**TASK STATEMENT**
If a line in the data below holds the word "point", copy it.

(Collected data entries)
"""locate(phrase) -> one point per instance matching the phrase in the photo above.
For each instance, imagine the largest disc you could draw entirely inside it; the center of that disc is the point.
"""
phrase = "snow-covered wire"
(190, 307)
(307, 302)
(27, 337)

**EXERCISE OUTPUT**
"""locate(phrase) -> one point per instance matching the phrase in the photo above.
For each instance, imagine the largest disc you could draw entirely inside it; the center of that disc is the point.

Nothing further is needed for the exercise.